**Okuma metni:**
+++
Halk türkülerimiz insanlar tarafından oluşturulmuş, geliştirilmiş ve bundan sonra da yine insanlarımız sayesinde ilerleyebilecektir. Sizin de belirttiğiniz gibi, emekçi halk, türkülerde kendi acılarını ve özlemlerini dile getiriyor. Bu acılar ve özlemler toplumsal koşullardan ayrı görülemez, çünkü ağır hayat şartlarının yarattığı sonuçlardır her biri.
Ve aynı şekilde icra biçimi de toplumsal gelişmelere sıkı sıkıya bağlıdır. Emekçi halkımız bilinçlenip aydınlandıkça, başka alanlarda olacağı gibi, sanat da bundan olumlu şekilde etkilenecektir. Yeni arayışlara girebilecektir insanlarımız ve şu an için uzak olabileni rahatlıkla anlayıp, ondan yararlanabilecektir. Ancak, okuma-yazması dahi engellenen halkımızdan bu alanda kısa zamanda ve köklü bir değişim yapmasını beklemek, gerçeği inkâr etmek gibi büyük bir yanılgı olur.
Ama şu da bir gerçek ki, toplumsal gelişmeler sanatı etkileyeceği gibi, sanat da toplumsal gelişmelere ve insanların duyarlılaşmasına önemli katkılarda bulunabilir. İcracılar olarak biz de halkın bir parçasıyız. Ve halkın ilerlemesine katkıda bulunmak istiyorsak, sesimizin olanakları da buna elveriyorsa, anca sesimizi ve kendimizi eğittiğimiz takdirde halk müziğine ve topluma kalıcı bir faydamız dokunabilir.

Halk türkülerinin okunuşunda geçmişin sıradan bir taklitçisi olan sanatçılar ile sizin yorumunuz arasındaki önemli farkları anlatır mısınız? Kendi sanatsal dilinizi oluştururken nelere dikkat ettiniz?

Önceden yapılmış olanı taklit etmek kimseyi ilerletmeyeceği gibi, samimi duygularla türkülerin özüne inmemizi de engeller. Oysa türkülerin özünde kendi yorumumuzu verebilmemiz için önemli ipuçları saklı.
+++
**Verilen bilgiler:**
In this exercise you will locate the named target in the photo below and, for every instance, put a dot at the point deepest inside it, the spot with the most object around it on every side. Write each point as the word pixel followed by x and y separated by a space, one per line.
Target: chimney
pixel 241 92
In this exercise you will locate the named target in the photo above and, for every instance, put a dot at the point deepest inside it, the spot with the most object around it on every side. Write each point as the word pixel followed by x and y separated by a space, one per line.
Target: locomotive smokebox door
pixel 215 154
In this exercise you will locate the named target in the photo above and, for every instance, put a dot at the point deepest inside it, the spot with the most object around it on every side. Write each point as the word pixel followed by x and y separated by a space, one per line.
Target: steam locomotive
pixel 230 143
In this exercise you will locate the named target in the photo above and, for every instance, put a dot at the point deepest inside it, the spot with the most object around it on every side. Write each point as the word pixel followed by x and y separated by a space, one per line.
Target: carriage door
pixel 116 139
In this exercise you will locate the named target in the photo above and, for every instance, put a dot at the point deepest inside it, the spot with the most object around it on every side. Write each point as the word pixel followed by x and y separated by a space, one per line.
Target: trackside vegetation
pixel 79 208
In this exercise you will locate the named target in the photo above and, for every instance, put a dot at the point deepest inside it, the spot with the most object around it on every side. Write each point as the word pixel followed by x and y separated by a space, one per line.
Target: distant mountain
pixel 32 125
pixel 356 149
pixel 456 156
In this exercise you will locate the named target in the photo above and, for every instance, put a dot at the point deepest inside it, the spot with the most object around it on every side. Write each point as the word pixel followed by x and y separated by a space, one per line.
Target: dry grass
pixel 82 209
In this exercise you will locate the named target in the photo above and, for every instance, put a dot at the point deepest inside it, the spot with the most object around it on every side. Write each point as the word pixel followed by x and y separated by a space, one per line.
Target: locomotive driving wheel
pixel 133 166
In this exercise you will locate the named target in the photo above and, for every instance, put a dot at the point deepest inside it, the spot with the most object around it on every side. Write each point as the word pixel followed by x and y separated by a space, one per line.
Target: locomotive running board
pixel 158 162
+++
Halk türküleri üzerine olan okuma metnini "Halk türkülerimiz insanlar" ifadesinden "bir yanılgı olur." ifadesine kadar düzenleyerek yeniden yazın. Bu bölümde "ağır hayat şartlarının" yerine "zor yaşam koşullarının" kullanın.

Halk türkülerimiz insanlar tarafından oluşturulmuş, geliştirilmiş ve bundan sonra da yine insanlarımız sayesinde ilerleyebilecektir. Sizin de belirttiğiniz gibi, emekçi halk, türkülerde kendi acılarını ve özlemlerini dile getiriyor. Bu acılar ve özlemler toplumsal koşullardan ayrı görülemez, çünkü zor yaşam koşullarının yarattığı sonuçlardır her biri.
Ve aynı şekilde icra biçimi de toplumsal gelişmelere sıkı sıkıya bağlıdır. Emekçi halkımız bilinçlenip aydınlandıkça, başka alanlarda olacağı gibi, sanat da bundan olumlu şekilde etkilenecektir. Yeni arayışlara girebilecektir insanlarımız ve şu an için uzak olabileni rahatlıkla anlayıp, ondan yararlanabilecektir. Ancak, okuma-yazması dahi engellenen halkımızdan bu alanda kısa zamanda ve köklü bir değişim yapmasını beklemek, gerçeği inkâr etmek gibi büyük bir yanılgı olur.